(Dataset records)

=-=-=

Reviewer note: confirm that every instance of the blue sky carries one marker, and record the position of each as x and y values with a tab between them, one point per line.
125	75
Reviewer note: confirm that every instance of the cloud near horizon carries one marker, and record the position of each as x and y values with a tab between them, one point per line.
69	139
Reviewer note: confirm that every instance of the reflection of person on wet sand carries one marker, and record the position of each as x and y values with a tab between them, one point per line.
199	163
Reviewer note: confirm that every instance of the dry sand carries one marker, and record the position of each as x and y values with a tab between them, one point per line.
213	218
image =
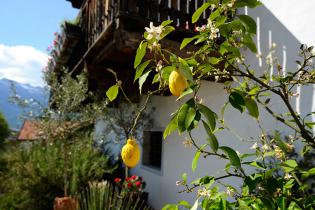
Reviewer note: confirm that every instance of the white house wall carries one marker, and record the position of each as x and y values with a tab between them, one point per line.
176	159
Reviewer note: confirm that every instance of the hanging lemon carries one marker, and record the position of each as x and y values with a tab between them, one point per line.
130	153
177	83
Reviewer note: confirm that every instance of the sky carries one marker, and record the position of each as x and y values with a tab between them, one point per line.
297	15
27	29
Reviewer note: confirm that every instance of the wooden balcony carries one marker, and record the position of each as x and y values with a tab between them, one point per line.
99	15
112	29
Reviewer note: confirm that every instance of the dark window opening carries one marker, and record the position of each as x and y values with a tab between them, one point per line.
152	149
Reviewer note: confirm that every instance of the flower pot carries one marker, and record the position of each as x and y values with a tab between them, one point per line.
66	203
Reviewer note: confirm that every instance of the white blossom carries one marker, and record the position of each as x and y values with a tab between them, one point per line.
287	176
204	192
154	31
265	147
230	191
254	146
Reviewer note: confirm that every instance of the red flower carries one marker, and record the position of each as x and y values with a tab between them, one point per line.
138	184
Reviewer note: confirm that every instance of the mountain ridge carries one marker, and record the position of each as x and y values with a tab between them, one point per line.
12	112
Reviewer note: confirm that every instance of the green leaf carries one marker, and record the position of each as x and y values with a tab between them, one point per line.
195	206
214	15
140	53
213	141
214	60
186	41
310	125
186	115
249	23
195	161
282	202
166	22
171	127
311	171
237	101
199	11
252	107
141	68
185	70
166	71
234	159
209	115
248	3
184	204
186	92
166	31
289	165
112	92
170	207
142	79
184	177
257	165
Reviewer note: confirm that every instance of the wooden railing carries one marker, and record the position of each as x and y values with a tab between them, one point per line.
97	15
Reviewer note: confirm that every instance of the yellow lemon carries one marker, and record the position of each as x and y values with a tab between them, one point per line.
177	83
130	153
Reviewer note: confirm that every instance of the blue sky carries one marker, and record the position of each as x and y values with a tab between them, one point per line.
27	29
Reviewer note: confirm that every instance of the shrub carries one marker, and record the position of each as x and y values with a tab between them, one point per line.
34	172
4	129
106	196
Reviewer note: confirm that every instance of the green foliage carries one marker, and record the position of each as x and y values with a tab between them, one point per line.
106	196
278	180
112	92
34	172
4	129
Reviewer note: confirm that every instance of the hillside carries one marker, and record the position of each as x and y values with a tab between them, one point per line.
13	112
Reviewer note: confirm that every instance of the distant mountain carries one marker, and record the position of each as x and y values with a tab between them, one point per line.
12	112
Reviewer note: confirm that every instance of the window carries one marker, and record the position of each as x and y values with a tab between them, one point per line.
152	149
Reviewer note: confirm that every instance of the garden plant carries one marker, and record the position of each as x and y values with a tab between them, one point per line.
270	177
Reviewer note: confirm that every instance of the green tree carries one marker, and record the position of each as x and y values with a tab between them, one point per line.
278	184
4	129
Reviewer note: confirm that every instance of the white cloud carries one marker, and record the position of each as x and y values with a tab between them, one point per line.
23	64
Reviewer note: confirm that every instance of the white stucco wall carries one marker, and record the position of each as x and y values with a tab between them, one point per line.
176	159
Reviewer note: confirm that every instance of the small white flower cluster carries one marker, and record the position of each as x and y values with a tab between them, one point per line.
230	191
213	30
231	4
154	32
180	182
159	66
278	152
203	192
187	143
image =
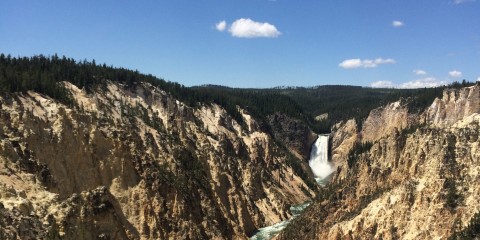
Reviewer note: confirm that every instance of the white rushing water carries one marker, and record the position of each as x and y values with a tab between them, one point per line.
321	168
269	232
319	159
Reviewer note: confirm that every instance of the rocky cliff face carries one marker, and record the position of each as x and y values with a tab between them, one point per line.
419	179
138	164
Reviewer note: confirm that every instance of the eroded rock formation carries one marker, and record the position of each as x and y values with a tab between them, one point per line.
139	164
419	179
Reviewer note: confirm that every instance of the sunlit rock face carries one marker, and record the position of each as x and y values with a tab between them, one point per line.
417	180
138	164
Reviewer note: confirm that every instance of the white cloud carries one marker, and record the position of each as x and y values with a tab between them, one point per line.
397	23
366	63
427	82
382	84
456	2
221	26
422	83
455	73
247	28
419	72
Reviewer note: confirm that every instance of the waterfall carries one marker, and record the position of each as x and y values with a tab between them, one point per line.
319	158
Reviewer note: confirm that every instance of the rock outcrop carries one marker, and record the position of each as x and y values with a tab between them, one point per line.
138	164
419	179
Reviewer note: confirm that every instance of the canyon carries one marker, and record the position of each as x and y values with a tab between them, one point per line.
141	160
138	164
401	175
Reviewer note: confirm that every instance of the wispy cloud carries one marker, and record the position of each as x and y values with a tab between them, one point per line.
427	82
456	2
455	74
221	26
419	72
382	84
247	28
397	23
365	63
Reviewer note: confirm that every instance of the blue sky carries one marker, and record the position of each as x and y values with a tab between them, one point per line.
259	43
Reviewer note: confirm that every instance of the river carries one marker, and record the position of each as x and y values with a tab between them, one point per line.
321	168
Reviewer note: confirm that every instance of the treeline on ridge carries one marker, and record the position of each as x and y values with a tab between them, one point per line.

=-=-=

**TO BE DONE**: Pictures are to be left out; all else in the entries above is to be quoted exactly.

**EXERCISE RESULT**:
Reviewer note: confirm that every instance of the blue sky carries one marker, and record the position of each as x and y values with a tab between them, one point per line.
125	75
Reviewer note: confirm that every instance of the cloud near horizon carries one marker, and record the position of each as x and y values with a tab between them, one point per line.
69	139
Reviewer note: confirm that every instance of the reflection of person on wet sand carries one marker, and record the position of each as x and y values with a tab between them, one point per line.
199	163
Reviewer note: confirm that every instance of the dry sand carries one marker, and record the position of each as x and y values with a tab between them, one point per line.
213	218
image =
Reviewer note: confirm that every instance of the white house wall carries one marker, and record the position of each as x and y values with a tab between them, one point per line.
176	159
Reviewer note: confirm that every instance of the hanging lemon carries one marker, and record the position of each as x and y values with a tab between them, one point per line.
130	153
177	83
Reviewer note: confirm that every instance of the sky carries one marker, and record the position of each as x and y values with a tab between them, one point per line.
297	15
27	29
Reviewer note: confirm that every instance of the wooden balcony carries one marker, and record the position of each as x and y values with a tab between them, one point per line.
99	15
112	29
Reviewer note: confirm that every instance of the dark window opening carries one marker, and record the position of each as x and y values with a tab between them, one point per line.
152	149
Reviewer note: confirm that every instance of the flower pot carries one marker, and record the position of each as x and y values with a tab between them, one point per line.
66	203
Reviewer note: confirm that every instance of the white blossom carries one marker, and record the position of each as x and y values with a tab between them, one point per line.
287	176
204	192
154	31
265	147
230	191
254	146
Reviewer note: confirm that every instance of the red flower carries one marker, and record the position of each as x and y values with a tab between them, one point per line.
138	184
Reviewer note: confirm that every instance of the mountain ridge carries one marker, and record the position of each as x and y values with a tab between them, one point per line.
12	112
Reviewer note: confirm that every instance of the green leaf carries one marker, and record the position of each as x and y values with a tab between them, one point per line.
195	206
214	15
140	53
213	141
214	60
186	41
310	125
186	115
249	23
195	161
282	202
166	22
171	127
311	171
237	101
199	11
252	107
141	68
185	70
166	71
234	159
209	115
248	3
184	204
186	92
166	31
289	165
112	92
170	207
142	79
184	177
257	165
Reviewer note: confirm that every instance of the wooden railing carries one marker, and record the position of each as x and y values with a tab between them, one point per line.
97	15
Reviewer note: confirm that every instance of the yellow lemon carries one marker, and record the position of each as x and y values with a tab between them, one point per line.
177	83
130	153
Reviewer note: confirm that every instance of the blue sky carries one marker, and record the position of each as x and y values with a tab between them, one point per line.
27	29
Reviewer note: confirm that every instance of the shrub carries one marker, and record the position of each as x and y values with a tab between them, one point per line.
34	172
4	129
106	196
Reviewer note: confirm that every instance of the green foliage carries one marker, and record the position of each as x and y values with a tab between them, one point per line.
106	196
278	180
112	92
34	172
4	129
Reviewer note: confirm that every instance of the hillside carries one marker, and record the position of each as x and y values with a tab between them, one point per line.
13	112
Reviewer note: confirm that every instance of the distant mountain carries one marker, and record the position of each as x and y values with a tab between them, one point per line.
12	112
Reviewer note: confirm that every instance of the window carries one marker, and record the position of each as x and y values with a tab between them, one point per line.
152	149
Reviewer note: confirm that every instance of the garden plant carries one marker, and record the position of each as x and y values with a tab between them, one point per line.
270	177
Reviewer note: confirm that every instance of the green tree carries one marker, and record the position of each as x and y values with a tab between them, one point per line.
278	184
4	129
Reviewer note: confirm that every instance of the white cloud carries one marker, and record the position of each as x and y values with a tab between them, one point per line.
23	64
Reviewer note: confirm that every instance of the white stucco wall carries one marker, and record the position of each as x and y values with a tab between them, one point per line.
176	159
Reviewer note: confirm that every instance of the small white flower cluster carries one marker, and record the position of each as x and y values with a tab between them, one point per line.
230	191
213	30
231	4
154	32
180	182
159	66
278	152
203	192
187	143
image =
Reviewer note: confirm that every instance of the white rushing water carries one marker, and record the position of each as x and y values with a tab between them, one point per line.
321	168
269	232
319	159
Reviewer note: confirm that every instance of the rocky cliff face carries one marker, and record the position of each as x and y values with a tab between them, one point per line.
419	179
138	164
Reviewer note: confirm that every instance of the eroded rock formation carries one marker, and record the position of each as x and y values with a tab between them, one point per line.
139	164
419	179
Reviewer note: confirm that every instance of the sunlit rock face carries one marker, and record the position of each as x and y values with a tab between them, one point per line.
417	180
138	164
Reviewer note: confirm that every instance of the white cloud carries one marker, and record the position of each as x and y values with a tab between them, one point per line.
397	23
366	63
427	82
382	84
456	2
221	26
422	83
455	73
247	28
419	72
Reviewer note: confirm that every instance of the waterfall carries one marker, and record the position of each as x and y values with a tab between them, one point per line.
319	158
Reviewer note: confirm that every instance of the rock outcrop carries one marker, and record the position of each as x and y values with a tab between them, one point per line.
138	164
419	179
Reviewer note: confirm that every instance of the canyon carries one marker, and record the position of each as x and y values with a tab between them, one point per line.
141	160
138	164
401	175
Reviewer note: confirm that every instance of the wispy cloud carries one marker, and record the position of each as x and y values with a tab between them, one point per line.
427	82
456	2
455	74
221	26
419	72
382	84
247	28
397	23
365	63
Reviewer note: confirm that every instance of the blue sky carries one marker, and record the position of each as x and y values with a tab between them, one point per line.
259	43
Reviewer note: confirm that every instance of the river carries one marker, and record the position of each as x and y values with a tab between them, one point per line.
321	168
Reviewer note: confirm that every instance of the treeline on ridge carries one marker, and record the position of each as x and y values with a tab between them, one point per line.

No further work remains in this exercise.